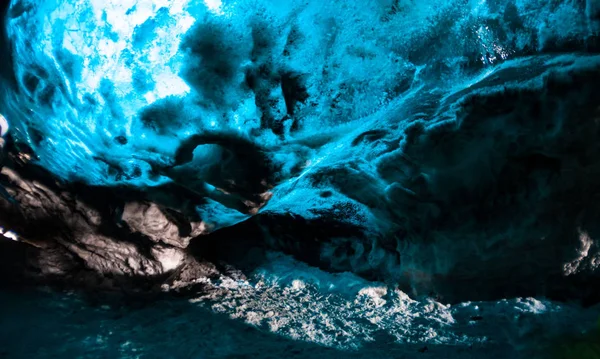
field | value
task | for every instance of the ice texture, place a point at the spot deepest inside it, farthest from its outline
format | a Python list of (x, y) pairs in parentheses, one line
[(430, 148)]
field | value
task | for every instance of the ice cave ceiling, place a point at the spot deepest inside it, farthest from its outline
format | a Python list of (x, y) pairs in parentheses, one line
[(446, 148)]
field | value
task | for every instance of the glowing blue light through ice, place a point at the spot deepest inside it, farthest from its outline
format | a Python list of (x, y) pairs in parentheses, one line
[(3, 125)]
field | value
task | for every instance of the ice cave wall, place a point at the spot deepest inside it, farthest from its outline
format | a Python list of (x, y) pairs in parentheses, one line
[(436, 144)]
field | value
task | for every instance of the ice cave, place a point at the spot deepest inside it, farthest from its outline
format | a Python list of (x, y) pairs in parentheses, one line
[(300, 179)]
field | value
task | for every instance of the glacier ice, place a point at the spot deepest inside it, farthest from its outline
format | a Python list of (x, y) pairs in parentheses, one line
[(434, 148)]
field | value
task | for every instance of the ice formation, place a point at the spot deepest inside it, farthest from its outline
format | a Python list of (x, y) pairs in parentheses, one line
[(422, 148)]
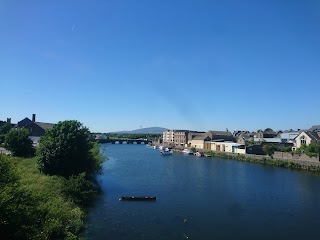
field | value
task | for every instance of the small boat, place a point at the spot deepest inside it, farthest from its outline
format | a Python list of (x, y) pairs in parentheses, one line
[(198, 154), (166, 152), (186, 151), (137, 198)]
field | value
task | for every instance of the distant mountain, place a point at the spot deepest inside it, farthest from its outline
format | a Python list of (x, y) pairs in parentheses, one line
[(155, 130)]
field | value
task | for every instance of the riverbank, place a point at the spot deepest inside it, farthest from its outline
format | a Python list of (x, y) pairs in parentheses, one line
[(38, 206), (263, 159)]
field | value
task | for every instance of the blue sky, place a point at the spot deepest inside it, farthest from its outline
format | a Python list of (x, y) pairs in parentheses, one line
[(119, 65)]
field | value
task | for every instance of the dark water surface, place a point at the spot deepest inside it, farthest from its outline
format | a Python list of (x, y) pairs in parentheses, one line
[(202, 198)]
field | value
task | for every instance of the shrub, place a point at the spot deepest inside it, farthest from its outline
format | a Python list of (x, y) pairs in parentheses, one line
[(18, 142), (67, 149)]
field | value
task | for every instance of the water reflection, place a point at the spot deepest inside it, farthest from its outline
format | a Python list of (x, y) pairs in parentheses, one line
[(221, 199)]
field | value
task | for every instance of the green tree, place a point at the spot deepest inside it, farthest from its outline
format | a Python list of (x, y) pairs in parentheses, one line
[(4, 129), (67, 149), (18, 142), (268, 130)]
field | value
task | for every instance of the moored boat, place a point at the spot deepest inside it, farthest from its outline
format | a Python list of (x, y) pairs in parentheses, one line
[(186, 151), (166, 152)]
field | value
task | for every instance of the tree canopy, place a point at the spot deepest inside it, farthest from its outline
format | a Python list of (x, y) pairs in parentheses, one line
[(18, 142), (67, 149)]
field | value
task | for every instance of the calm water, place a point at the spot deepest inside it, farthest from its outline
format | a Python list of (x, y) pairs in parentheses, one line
[(220, 199)]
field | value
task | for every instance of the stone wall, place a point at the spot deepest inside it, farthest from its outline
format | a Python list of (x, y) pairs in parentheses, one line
[(288, 156)]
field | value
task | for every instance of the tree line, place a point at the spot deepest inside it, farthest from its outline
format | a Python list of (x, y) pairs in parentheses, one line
[(45, 191)]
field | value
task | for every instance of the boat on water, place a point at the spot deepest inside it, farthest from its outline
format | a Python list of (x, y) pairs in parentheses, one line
[(137, 198), (198, 154), (166, 152), (186, 151)]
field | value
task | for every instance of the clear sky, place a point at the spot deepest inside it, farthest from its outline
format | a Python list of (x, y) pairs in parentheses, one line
[(201, 65)]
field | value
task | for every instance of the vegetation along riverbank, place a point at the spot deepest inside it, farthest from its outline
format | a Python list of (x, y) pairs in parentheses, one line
[(46, 196)]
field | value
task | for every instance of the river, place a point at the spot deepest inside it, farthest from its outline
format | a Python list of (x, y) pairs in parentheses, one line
[(201, 198)]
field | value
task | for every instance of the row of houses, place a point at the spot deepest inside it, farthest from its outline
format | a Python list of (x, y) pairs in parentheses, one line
[(36, 129), (240, 141)]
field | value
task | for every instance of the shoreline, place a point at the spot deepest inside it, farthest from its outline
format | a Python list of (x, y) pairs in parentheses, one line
[(263, 159)]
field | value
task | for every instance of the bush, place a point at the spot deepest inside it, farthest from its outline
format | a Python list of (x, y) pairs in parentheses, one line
[(67, 149), (18, 142), (33, 205)]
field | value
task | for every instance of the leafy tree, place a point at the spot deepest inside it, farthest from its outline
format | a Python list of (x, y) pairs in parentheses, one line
[(33, 206), (18, 142), (66, 150), (268, 130), (4, 129), (80, 190)]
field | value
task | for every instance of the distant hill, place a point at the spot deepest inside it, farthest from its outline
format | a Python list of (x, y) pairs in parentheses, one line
[(154, 130)]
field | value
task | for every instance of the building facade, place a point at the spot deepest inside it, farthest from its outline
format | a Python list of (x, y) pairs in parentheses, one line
[(306, 138)]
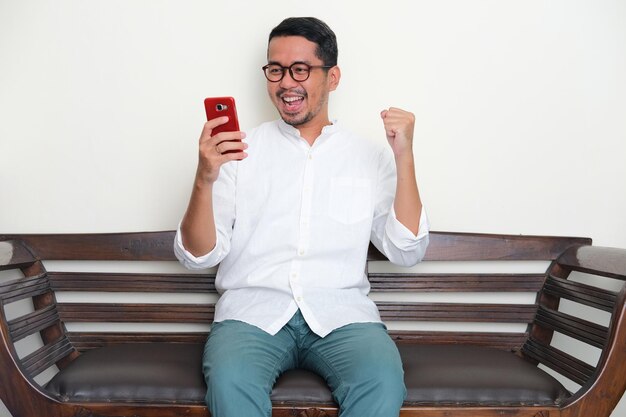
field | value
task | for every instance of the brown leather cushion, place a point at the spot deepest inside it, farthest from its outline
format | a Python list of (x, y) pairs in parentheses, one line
[(171, 373)]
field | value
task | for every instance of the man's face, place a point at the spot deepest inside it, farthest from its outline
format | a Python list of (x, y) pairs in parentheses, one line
[(300, 103)]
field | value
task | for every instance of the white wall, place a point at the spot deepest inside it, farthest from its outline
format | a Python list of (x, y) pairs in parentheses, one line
[(520, 106)]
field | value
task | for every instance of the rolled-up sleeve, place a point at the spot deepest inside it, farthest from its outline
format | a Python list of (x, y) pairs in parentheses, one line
[(400, 245), (190, 261)]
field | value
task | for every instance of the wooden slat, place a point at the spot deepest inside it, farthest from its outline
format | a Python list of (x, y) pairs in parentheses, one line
[(14, 255), (142, 246), (24, 288), (456, 282), (456, 312), (445, 246), (33, 322), (608, 262), (126, 282), (581, 293), (567, 365), (583, 330), (136, 313), (503, 341), (46, 356), (83, 341)]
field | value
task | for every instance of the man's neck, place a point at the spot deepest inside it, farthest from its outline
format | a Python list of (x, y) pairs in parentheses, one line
[(311, 132)]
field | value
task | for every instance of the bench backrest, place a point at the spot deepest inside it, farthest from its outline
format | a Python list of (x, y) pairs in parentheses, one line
[(411, 301)]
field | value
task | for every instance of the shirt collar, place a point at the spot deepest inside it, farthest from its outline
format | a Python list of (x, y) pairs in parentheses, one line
[(294, 133)]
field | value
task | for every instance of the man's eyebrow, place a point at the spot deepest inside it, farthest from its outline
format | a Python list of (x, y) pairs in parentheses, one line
[(295, 62)]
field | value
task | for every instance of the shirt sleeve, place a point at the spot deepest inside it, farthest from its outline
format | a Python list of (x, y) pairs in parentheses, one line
[(224, 212), (389, 235)]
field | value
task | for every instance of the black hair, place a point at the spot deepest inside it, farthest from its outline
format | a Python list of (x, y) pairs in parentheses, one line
[(314, 30)]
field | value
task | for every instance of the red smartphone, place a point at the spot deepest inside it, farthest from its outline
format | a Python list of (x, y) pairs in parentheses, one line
[(222, 106)]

_Directions for this task_. The records above should be written out in full and unchanged, except that pictures are dropped.

_Answer area_.
field | value
task | for every instance of the ice texture, place a point at the spot deepest inside it, farthest from its outline
format | a Python list of (x, y) pairs in parentheses, one line
[(430, 148)]
field | value
task | for every instance of the ice cave ceiling, place a point at the spot deepest inside it, farthest from its outline
format | a Python list of (x, y) pairs in parentheses, one line
[(446, 148)]
field | value
task | for every instance of the glowing blue light through ice, place a point at the spot deepest inside it, farthest from its outline
format | a Python list of (x, y) pairs in parentheses, one line
[(3, 125)]
field | value
task | for every instance of the ice cave wall, place a point at the spot deepest inside it, farthest from its outline
format | a Python list of (x, y) pairs in parentheses, one line
[(436, 144)]
field | value
task | for every instance of the ice cave, place a point at the spot deepest inside it, farthest from its outline
format | a Python list of (x, y) pairs in parentheses, one line
[(300, 179)]
field | value
task | for every instance of the glacier ice, place a point at the spot deepest inside it, farthest from its outline
format | a Python list of (x, y) pairs in parentheses, one line
[(434, 148)]
field | value
task | for every instance of the ice formation, place a point at the spot deepest inside it, farthest from its outline
format | a Python list of (x, y) pairs in parentheses, one line
[(422, 148)]
field | value
task | for every instance of the small boat, place a point at the spot deepest inside it, farthest from its outline
format | a Python list of (x, y) pairs in parentheses, one line
[(198, 154), (166, 152), (186, 151), (137, 198)]
field | value
task | for every instance of the distant mountain, place a point at the spot deepest inside it, farthest from its outline
format | a Python list of (x, y) pairs in parentheses, one line
[(155, 130)]
field | value
task | for every instance of the riverbank, place a point at the spot deepest inside it, farthest from its outline
format | a Python list of (x, y) pairs in parentheses, one line
[(38, 206), (263, 159)]
field | value
task | for every instance of the blue sky, place a point at the spot deepest inside it, farthest from its outline
format | a Python list of (x, y) pairs in parentheses, one line
[(119, 65)]
field | value
task | for every instance of the dark water surface, place a point at the spot deepest inside it, farthest from its outline
format | a Python list of (x, y) pairs in parentheses, one line
[(202, 198)]
field | value
task | for every instance of the shrub, place a point at the spot deepest inside it, farthest from its outline
format | a Python list of (x, y) pairs in parentheses, one line
[(18, 142), (67, 149)]
field | value
task | for every instance of the water reflection, place a point at the spot deepest inside it, farthest from its outline
format | a Python list of (x, y) pairs in parentheses, one line
[(221, 199)]
field | value
task | for every instance of the green tree, place a point at the spot deepest inside it, farthest from its outline
format | a Python list of (x, y) pairs in parentheses, one line
[(4, 129), (67, 149), (18, 142), (268, 130)]
field | value
task | for every instance of the moored boat, place a point at the spot deepest inside it, farthest from its outline
format | a Python list of (x, y) pairs in parentheses, one line
[(186, 151), (166, 152)]
field | value
task | for every instance of the tree canopy, place a point at the spot deepest inside it, farthest from its outline
format | a Python list of (x, y) pairs in parentheses, one line
[(18, 142), (67, 149)]
field | value
task | for every instance of the calm water, place a point at the spot deepest inside it, farthest from its outline
format | a Python list of (x, y) pairs in parentheses, one line
[(220, 199)]
field | value
task | for every instance of the stone wall, place a point at the spot deepest inside it, farthest from its outline
format | a Python list of (x, y) pairs in parentheses, one line
[(288, 156)]
field | value
task | for every instance of the tree line, place a point at the spot deepest inside it, farthest from its outline
format | a Python list of (x, y) pairs in parentheses, one line
[(45, 191)]
field | value
task | for every instance of the boat on water, place a point at the spot deepest inside it, farthest from its outline
format | a Python list of (x, y) pairs in parentheses, one line
[(137, 198), (198, 154), (166, 152), (186, 151)]
field | value
task | for every instance of the clear sky, place a point at the spot deepest inside it, farthest from its outline
format | a Python list of (x, y) pairs in parentheses, one line
[(201, 65)]
field | value
task | for every instance of the vegetation along riverbank, place a point at the spot deepest inside it, farthest from its outline
format | a Python list of (x, y) pairs in parentheses, one line
[(46, 196)]
field | value
task | for every instance of the river, place a point at the spot deepest inside it, farthest from its outline
format | a Python list of (x, y) pairs in parentheses, one line
[(201, 198)]
field | value
task | for every instance of the row of houses, place a point at the spot deepest inside it, farthest from its outline
format | a Python list of (x, y) pairs in parentheses, one line
[(36, 129), (240, 141)]
field | value
task | for every instance of the shoreline, place a point at the spot deepest inside it, farthest from its outline
format | a Python list of (x, y) pairs in parentheses, one line
[(263, 159)]
field | value
task | for every instance of the bush, place a point at the spot deepest inside it, farthest from its outline
format | a Python list of (x, y) pairs in parentheses, one line
[(67, 149), (18, 142), (33, 205)]
field | value
task | for every instance of the leafy tree, place a point at the spot deepest inside it, farthest from its outline
format | a Python list of (x, y) pairs in parentheses, one line
[(33, 206), (18, 142), (66, 150), (268, 130), (4, 129), (80, 190)]
field | value
task | for every instance of the distant hill, place a point at the spot deepest inside it, farthest from its outline
format | a Python list of (x, y) pairs in parentheses, one line
[(154, 130)]
field | value
task | for every instance of the building facade, place a point at the spot deepest inside it, farthest from its outline
format | a Python list of (x, y) pairs in parentheses, one line
[(306, 138)]
field | value
task | for every instance of the brown leather cushion, place a point at the spot deepest inside it, farthest from its outline
format | a Python list of (x, y) pairs in parentheses, one line
[(171, 373)]
field | value
task | for every instance of the man's face, place a point at the spot deepest inside it, farthest from its outline
format | a Python list of (x, y) pairs in parentheses, one line
[(300, 103)]
field | value
task | for every instance of the white wall, place a point at the spot deepest inside it, farthest from its outline
format | a Python list of (x, y) pairs in parentheses, one line
[(520, 106)]
field | value
task | for every instance of the rolled-up sleeve, place a point at the spot deepest inside it, farthest from its outline
format | a Python list of (x, y) pairs in parentheses, one line
[(400, 245), (190, 261)]
field | value
task | for every instance of the wooden slat, place a point at the spot deepest inside it, farthest from its outline
format | a Python list of (x, y) pairs in parentheses, one line
[(14, 255), (142, 246), (24, 288), (456, 282), (456, 312), (445, 246), (33, 322), (608, 262), (126, 282), (581, 293), (567, 365), (583, 330), (136, 313), (503, 341), (46, 356), (83, 341)]
field | value
task | for every instance of the man's neck, place a point at the spot deepest inside it, farthest from its outline
format | a Python list of (x, y) pairs in parentheses, one line
[(311, 132)]
field | value
task | for every instance of the bench backrest, place a point at the spot deepest inside it, farthest from its outline
format | a Python list of (x, y) pairs in parentheses, one line
[(411, 301)]
field | value
task | for every instance of the shirt collar, place a point at the spot deepest inside it, farthest from its outline
format | a Python list of (x, y) pairs in parentheses, one line
[(294, 133)]
field | value
task | for every instance of the man's eyebrow, place a point at the spot deepest inside it, farthest from its outline
format | a Python list of (x, y) pairs in parentheses, one line
[(295, 62)]
field | value
task | for every instance of the shirt sleeve, place a point at the spot deepest inside it, farthest from its outline
format | a Python list of (x, y) pairs in parentheses, one line
[(224, 212), (389, 235)]
field | value
task | for every instance of the black hair, place a point at the spot deepest inside it, farthest from its outline
format | a Python list of (x, y) pairs in parentheses, one line
[(314, 30)]
field | value
task | for every instance of the red smartphone, place a point at the spot deepest inside it, farthest from its outline
format | a Python list of (x, y) pairs in parentheses, one line
[(222, 106)]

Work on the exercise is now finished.